## QUOTED PASSAGE
• • • •

Saturday, June 3, 2006
The List Maker
I make lists. "To do" lists for the office, of course - call this person, review document, attend that meeting - but also things to do over the weekend:
- Water plants
- Do laundry
- Iron shirts
- Go to supermarket
- Go to post office
- Dry cleaning
Before I leave the house, I make a list of the stops I have to make throughout the day and what I need to remember to put in the car.
I make regular, long lists of actions to meet in the name of self-improvement:
- Drink more water
- Try something new every day
- Read more non-fiction
- Watch less television
- Eat better
- Less sugar
- Work hard
- Write to friends
- Take a multivitamin (I go back and forth on this one)
I make lists of things that I know will never be met:
- Drink less coffee (“less” would mean “none” since I have a cup a day)
- Wear lipstick (What was that about?)
- Dress better (I open my closet and the first question that pops into my head, despite my admiration for people whose clothes fit, is "can I get away with wearing jeans today?")
I make inexplicable annotations of things I couldn't forget even if I wanted to:
- Pack (Before every trip) or
- Shower, get dressed (right after writing down the day of the week at the very top of the page.)
After Luca's heart attack, we came back from the hospital with a bag full of medicine. While he slept, I spent the night making a list of every one (more like a grid, with rows and columns) the dosage, the times of day they had to be taken, what each one was for and the side effects. This made me feel I had it all at a glance, that I knew what to do and how to help (such as how to administer nitro and how he’d feel after taking it), and helped me feel more in control. (I fully realize control is an illusion, but welcome the process of deluding myself. In fact, I believe denial is underestimated. It’s an excellent coping mechanism.)
My favorite, most recurrent list? Every evening I ask Luca "Do you want to hear what I ate today?" to which he replies, "yes, please".
- Egg white frittata with spinach and red peppers and a plate of berries for breakfast (at the W Hotel on Broadway)
- Steamed chicken peanut dumplings with shallots and a green papaya salad with cashews and green chili for lunch (at the excellent Thai place my friend Elizabeth introduced me to, Siam Inn Cuisine, on 854 8th Avenue)
- Outstanding empanadas Argentinas and a watercress salad with tomato and avocado for dinner (at the unfailingly fabulous Chimichurri Grill on 9th).

• • • •

Continue the blog post about making lists from the point where it stops.

• • • •

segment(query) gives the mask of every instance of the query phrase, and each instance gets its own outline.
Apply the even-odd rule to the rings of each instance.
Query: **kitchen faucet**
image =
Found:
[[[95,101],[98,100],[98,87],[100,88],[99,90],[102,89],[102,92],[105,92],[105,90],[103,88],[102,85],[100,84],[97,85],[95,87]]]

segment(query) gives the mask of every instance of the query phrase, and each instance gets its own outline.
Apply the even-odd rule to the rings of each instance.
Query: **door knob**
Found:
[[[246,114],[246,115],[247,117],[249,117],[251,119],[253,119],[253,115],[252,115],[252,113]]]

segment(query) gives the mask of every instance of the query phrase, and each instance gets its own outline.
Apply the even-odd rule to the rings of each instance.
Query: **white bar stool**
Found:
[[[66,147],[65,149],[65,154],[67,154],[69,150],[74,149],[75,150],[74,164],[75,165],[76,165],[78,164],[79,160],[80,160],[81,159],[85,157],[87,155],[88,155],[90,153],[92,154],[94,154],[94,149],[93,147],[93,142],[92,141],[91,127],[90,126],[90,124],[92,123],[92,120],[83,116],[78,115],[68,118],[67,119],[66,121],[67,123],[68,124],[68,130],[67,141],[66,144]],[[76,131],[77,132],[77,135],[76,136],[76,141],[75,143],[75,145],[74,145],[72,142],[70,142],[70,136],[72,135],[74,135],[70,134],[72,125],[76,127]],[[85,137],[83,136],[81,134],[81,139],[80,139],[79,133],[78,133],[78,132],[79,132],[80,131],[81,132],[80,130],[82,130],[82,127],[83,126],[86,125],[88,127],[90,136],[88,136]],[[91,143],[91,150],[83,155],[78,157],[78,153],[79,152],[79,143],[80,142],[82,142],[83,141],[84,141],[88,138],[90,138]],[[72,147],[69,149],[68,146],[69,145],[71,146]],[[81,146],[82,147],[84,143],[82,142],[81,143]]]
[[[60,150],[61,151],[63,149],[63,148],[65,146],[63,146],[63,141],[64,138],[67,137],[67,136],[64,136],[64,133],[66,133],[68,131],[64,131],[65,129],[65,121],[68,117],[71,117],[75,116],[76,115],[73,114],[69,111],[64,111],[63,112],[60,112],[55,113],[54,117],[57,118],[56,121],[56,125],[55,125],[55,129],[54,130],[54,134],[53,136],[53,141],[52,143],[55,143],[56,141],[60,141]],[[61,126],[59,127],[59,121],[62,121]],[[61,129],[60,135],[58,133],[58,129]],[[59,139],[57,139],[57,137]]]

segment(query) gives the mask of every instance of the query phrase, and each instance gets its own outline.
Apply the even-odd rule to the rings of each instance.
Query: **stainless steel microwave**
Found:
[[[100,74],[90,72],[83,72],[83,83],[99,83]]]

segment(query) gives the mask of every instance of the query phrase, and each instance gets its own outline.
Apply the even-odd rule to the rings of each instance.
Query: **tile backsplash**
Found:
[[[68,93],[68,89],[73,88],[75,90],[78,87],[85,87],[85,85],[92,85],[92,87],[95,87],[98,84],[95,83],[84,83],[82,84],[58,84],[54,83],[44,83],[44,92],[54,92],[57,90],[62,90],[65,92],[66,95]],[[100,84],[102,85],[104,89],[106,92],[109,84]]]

• • • •

## RESPONSE BOX
Frequent snacks usually fall into that “denial” category, but often Luca innocently reminds me: what about the mid morning latte? The square of chocolate you had after lunch?
I always carry a small blank notebook in my bag, and as I flip through magazines or newspapers, I make annotations I often never look at again.
Books to buy – (just the titles, never the authors. It would take too long.)
Currently on that list:
“Bird in the fall”
“The Meaning of Tingo”
“Daily Candy A to Z”
“To the Sweet Life”
“Possible Side Effects”
“The Unfolding of Language”
“Leaving the Saints”
“How Individuality became the New Conformity”
“The Curious Life of Human Cadavers”
“Another Life in the Frontal Lobe”
Movies to watch -
Currently on that list:
“On a Clear Day”
“Akeelah and the Bee”
“Art School Confidential”
“A Praire Home Companion”.
I make lists of things I want to write about, things I feel I should research, food I want to try and places I want to visit and lists of what I want to do once I get there (which is why New York is inevitably overwhelming and once I get here I can never sleep.)
My good friend Cat recently sent me "The Blue List" which recommends places you must go to all over the world. It’s fantastic, and deserves more than to just live on a coffee table. I now have on my action list to go through it one weekend and pick a “top ten places to go” to get through in the next year (not all places need to be exotic, expensive or far away.) The thought of that book nags at me and will continue to until I take it seriously.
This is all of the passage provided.